PROBLEM DESCRIPTION: Transcribe every one of the records below exactly as they appear, without altering a single character.

## begin

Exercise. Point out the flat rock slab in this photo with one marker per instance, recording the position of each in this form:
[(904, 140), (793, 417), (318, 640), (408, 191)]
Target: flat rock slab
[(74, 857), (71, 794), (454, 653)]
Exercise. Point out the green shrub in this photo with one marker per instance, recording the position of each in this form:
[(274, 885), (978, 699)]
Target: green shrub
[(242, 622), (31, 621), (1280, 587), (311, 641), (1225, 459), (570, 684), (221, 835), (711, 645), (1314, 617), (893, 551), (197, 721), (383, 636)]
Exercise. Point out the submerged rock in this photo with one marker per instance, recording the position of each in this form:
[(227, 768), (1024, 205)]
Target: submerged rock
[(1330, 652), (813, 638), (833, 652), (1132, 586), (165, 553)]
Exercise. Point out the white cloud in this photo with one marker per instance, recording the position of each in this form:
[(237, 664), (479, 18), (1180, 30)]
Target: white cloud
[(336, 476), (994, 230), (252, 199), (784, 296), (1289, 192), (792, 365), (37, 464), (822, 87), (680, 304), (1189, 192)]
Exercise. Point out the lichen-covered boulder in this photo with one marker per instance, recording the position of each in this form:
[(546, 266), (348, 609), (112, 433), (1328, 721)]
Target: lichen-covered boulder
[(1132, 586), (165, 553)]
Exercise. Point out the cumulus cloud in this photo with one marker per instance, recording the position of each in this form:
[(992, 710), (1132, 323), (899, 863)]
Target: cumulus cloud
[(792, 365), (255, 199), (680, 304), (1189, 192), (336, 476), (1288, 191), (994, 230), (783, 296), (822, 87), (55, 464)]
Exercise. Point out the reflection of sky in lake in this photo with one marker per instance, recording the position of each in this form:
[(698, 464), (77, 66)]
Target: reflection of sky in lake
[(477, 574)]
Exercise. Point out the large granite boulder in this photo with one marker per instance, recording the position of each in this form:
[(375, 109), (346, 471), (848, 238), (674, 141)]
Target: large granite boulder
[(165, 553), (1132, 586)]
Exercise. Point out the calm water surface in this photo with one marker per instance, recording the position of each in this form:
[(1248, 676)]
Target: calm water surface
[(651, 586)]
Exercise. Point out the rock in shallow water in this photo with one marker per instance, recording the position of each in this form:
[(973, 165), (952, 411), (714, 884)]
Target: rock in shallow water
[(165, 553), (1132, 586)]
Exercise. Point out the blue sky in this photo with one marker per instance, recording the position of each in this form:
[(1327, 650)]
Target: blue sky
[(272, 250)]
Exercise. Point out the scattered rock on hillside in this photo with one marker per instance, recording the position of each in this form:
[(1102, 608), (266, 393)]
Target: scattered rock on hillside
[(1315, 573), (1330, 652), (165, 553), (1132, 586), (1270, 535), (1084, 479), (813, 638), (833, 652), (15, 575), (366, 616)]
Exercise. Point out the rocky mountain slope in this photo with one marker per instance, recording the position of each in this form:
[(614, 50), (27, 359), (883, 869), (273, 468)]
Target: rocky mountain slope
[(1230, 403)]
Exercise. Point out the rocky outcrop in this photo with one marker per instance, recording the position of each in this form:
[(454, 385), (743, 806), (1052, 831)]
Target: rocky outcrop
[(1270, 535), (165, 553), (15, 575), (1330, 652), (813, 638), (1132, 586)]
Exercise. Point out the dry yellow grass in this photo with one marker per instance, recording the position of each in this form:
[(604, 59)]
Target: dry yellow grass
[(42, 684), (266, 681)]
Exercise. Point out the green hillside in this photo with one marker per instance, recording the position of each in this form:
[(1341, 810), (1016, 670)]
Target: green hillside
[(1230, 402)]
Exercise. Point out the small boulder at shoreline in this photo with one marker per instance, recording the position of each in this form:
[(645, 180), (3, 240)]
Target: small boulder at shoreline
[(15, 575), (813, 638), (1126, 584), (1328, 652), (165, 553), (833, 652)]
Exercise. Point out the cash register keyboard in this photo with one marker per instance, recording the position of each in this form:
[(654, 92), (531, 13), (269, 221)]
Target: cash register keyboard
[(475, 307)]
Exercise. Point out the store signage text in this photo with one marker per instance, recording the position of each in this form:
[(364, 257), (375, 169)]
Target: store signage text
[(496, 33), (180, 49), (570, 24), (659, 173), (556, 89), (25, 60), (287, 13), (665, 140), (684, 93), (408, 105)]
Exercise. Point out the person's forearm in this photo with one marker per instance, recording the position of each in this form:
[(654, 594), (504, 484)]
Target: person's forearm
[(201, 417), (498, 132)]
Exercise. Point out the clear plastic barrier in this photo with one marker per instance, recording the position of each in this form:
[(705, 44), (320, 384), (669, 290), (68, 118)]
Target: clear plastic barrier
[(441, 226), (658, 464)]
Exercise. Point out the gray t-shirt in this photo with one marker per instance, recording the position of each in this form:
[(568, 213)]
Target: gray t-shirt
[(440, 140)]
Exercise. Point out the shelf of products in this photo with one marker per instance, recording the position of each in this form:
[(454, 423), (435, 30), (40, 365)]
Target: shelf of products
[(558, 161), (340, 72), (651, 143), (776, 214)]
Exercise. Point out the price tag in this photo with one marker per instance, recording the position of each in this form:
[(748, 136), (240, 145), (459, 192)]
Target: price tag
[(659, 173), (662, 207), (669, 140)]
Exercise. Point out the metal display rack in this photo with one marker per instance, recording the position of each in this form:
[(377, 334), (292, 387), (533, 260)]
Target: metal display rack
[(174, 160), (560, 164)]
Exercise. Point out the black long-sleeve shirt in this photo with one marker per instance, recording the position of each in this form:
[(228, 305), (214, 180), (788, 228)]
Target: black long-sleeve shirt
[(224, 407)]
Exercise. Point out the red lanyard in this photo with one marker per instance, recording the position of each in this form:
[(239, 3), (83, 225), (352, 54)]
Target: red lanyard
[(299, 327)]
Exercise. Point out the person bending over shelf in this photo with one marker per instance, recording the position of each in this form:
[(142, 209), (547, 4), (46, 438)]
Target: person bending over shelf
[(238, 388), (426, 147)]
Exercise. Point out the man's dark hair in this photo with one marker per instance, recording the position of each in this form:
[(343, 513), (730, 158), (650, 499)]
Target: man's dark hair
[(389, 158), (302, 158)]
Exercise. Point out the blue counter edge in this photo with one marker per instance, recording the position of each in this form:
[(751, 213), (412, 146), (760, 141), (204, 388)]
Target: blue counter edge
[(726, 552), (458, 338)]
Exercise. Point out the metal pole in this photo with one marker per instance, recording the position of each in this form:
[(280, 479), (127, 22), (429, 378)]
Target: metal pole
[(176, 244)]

## end

WRITTEN ANSWER:
Exercise. Point out the flat rock slab in this photo with one marker per instance, recording the position of each in this form:
[(904, 140), (793, 417), (318, 640), (408, 191)]
Target: flat rock slab
[(74, 857), (71, 794), (454, 653)]
Exercise. Point out the green shrub in this photo with one marker per instance, recording the position of each in this form:
[(274, 885), (978, 699)]
Target: green shrub
[(242, 622), (31, 621), (1280, 587), (311, 641), (1225, 459), (570, 684), (221, 835), (711, 645), (1314, 617), (893, 551), (197, 721), (383, 636)]
Exercise. Point out the submerged rock in this photo with one marker per instance, recording the position of each in this form:
[(227, 768), (1024, 205)]
Target: submerged rock
[(1330, 652), (813, 638), (833, 652), (1132, 586), (165, 553)]
Exercise. Point out the white cloud in this photo with one marker per instance, recording the position of each in this form:
[(237, 664), (479, 18), (1180, 30)]
Target: white cloud
[(336, 476), (994, 230), (252, 199), (784, 296), (1289, 192), (792, 365), (37, 464), (822, 87), (680, 304), (1189, 192)]
Exercise. Point out the lichen-covered boulder in this photo with one marker per instance, recording the position of each in this form:
[(546, 266), (348, 609), (112, 433), (1328, 721)]
Target: lichen-covered boulder
[(1132, 586), (165, 553)]
Exercise. Point out the cumulus cloud in this photo with one marker per instance, recording the position of each in this form:
[(992, 710), (1132, 323), (899, 863)]
Target: cumulus cloud
[(792, 365), (255, 199), (680, 304), (1189, 192), (336, 476), (1288, 191), (994, 230), (783, 296), (822, 87), (55, 464)]
Exercise. Point out the reflection of sky in lake in this photo with one marker per instance, recording the position of each in this form:
[(698, 464), (77, 66)]
Target: reflection of sky in lake
[(477, 574)]
Exercise. Point out the large granite boulder in this photo with one marker per instance, recording the position of each in this form:
[(375, 109), (346, 471), (848, 238), (674, 141)]
Target: large granite boulder
[(165, 553), (1132, 586)]
Exercise. Point out the calm water surface in this photo with one marker per instance, recording the position of each in this form:
[(1248, 676)]
Target: calm water surface
[(651, 586)]
Exercise. Point out the rock in shallow water in this photo with one marker per instance, recording the position of each in this form:
[(973, 165), (952, 411), (714, 884)]
Target: rock in shallow water
[(165, 553), (1132, 586)]
Exercise. Point out the blue sky in this photo with one marker per instance, recording the position of each in this form:
[(1327, 650)]
Target: blue sky
[(272, 250)]
Exercise. Point out the scattered rock on hillside in this photo with one marker per instance, recording the position of each in this form:
[(1102, 608), (266, 393)]
Target: scattered rock on hillside
[(1315, 573), (1330, 652), (165, 553), (1132, 586), (1270, 535), (1084, 479), (813, 638), (833, 652), (15, 575), (366, 616)]
Exercise. Point out the rocky mountain slope in this photo with one marker per instance, recording the position of each in this form:
[(614, 50), (27, 359), (883, 869), (273, 468)]
Target: rocky mountain slope
[(1230, 403)]
Exercise. Point out the rocky outcrop in this photo with one marker per instance, recording the position of each in this form:
[(454, 385), (743, 806), (1052, 831)]
Target: rocky outcrop
[(1270, 535), (165, 553), (15, 575), (1330, 652), (813, 638), (1132, 586)]
Exercise. Point out the dry yellow grass in this photo with one marker per instance, recording the position of each in this form:
[(604, 59)]
Target: dry yellow grass
[(42, 684), (266, 681)]
Exercise. Point out the green hillside in this photo with one marker per instance, recording the position of each in this form:
[(1341, 810), (1016, 670)]
Target: green hillside
[(1230, 402)]
Exercise. Point out the small boulder at shoreline in this photo with one marker per instance, recording the position of each in this form:
[(645, 180), (3, 240)]
Target: small boulder at shoreline
[(15, 575), (813, 638), (1126, 584), (1328, 652), (165, 553), (833, 652)]
Exercise. Point out the cash register keyboard in this photo with one marker per instance, recording the position of each in this form:
[(654, 92), (531, 13), (269, 221)]
Target: cash register keyboard
[(475, 307)]
Exercise. Point out the store signage text in this photo with one marker per instance, recording the position of each in this form:
[(364, 257), (375, 169)]
Target: store signage text
[(496, 33), (180, 49), (570, 24), (659, 173), (556, 89), (25, 60), (287, 13), (665, 140), (684, 93), (408, 105)]
Exercise. Point out the person's forearm in this photo with one marker per instance, recording the position of each in this form:
[(654, 594), (504, 484)]
Target: person's forearm
[(201, 417), (498, 132)]
Exercise. Point out the clear plastic barrier in this photo with one marker per instance, recording the position of each in this form:
[(705, 44), (320, 384), (669, 290), (68, 118)]
Target: clear plastic barrier
[(441, 226), (658, 464)]
Exercise. Point out the gray t-shirt in this photo with one marker per instance, recording the position of each in this form:
[(568, 213)]
Target: gray t-shirt
[(440, 140)]
Exercise. Point out the shelf of products in this photo with one marker per instance, recording the position of each in this form:
[(454, 423), (435, 30), (40, 365)]
Target: shelf of products
[(558, 161), (340, 72), (651, 143), (776, 214)]
Exercise. Point out the price tag in this photo with one marker per instance, recording the position of each in this form:
[(748, 136), (240, 145), (459, 192)]
Target: price tag
[(659, 173), (662, 207), (669, 140)]
Exercise. Point out the metal display rack in this photo with one marker per instance, recording the position of each in this form:
[(377, 334), (292, 387), (533, 260)]
Target: metal display rack
[(174, 160), (560, 164)]
Exercise. Point out the black long-sleeve shirt in this photo with one marker per instance, recording the position of each in this form:
[(228, 305), (214, 180), (788, 228)]
Target: black long-sleeve shirt
[(224, 407)]
Exercise. Point out the red lanyard in this photo with one marker per instance, recording the position of each in this form:
[(239, 3), (83, 225), (352, 54)]
Target: red lanyard
[(299, 327)]
Exercise. Point out the person bending over shelf in this photo with one marker per instance, recording the position of each in this form:
[(142, 209), (547, 4), (46, 438)]
Target: person bending over shelf
[(238, 388), (426, 147)]
Exercise. Point out the man's dark hair in this photo with one marker per instance, recording the position of each in this form:
[(343, 513), (730, 158), (650, 499)]
Target: man's dark hair
[(389, 158), (302, 158)]
Exercise. Point out the blue counter edge in this photo with one marker per instance, recording the position of each in this form:
[(751, 213), (412, 146), (760, 141), (204, 388)]
Target: blue counter edge
[(726, 552), (458, 338)]
Exercise. Point out the metal pole in this photo with one marker per instance, recording the position of each in this form:
[(280, 479), (127, 22), (429, 378)]
Target: metal pole
[(176, 244)]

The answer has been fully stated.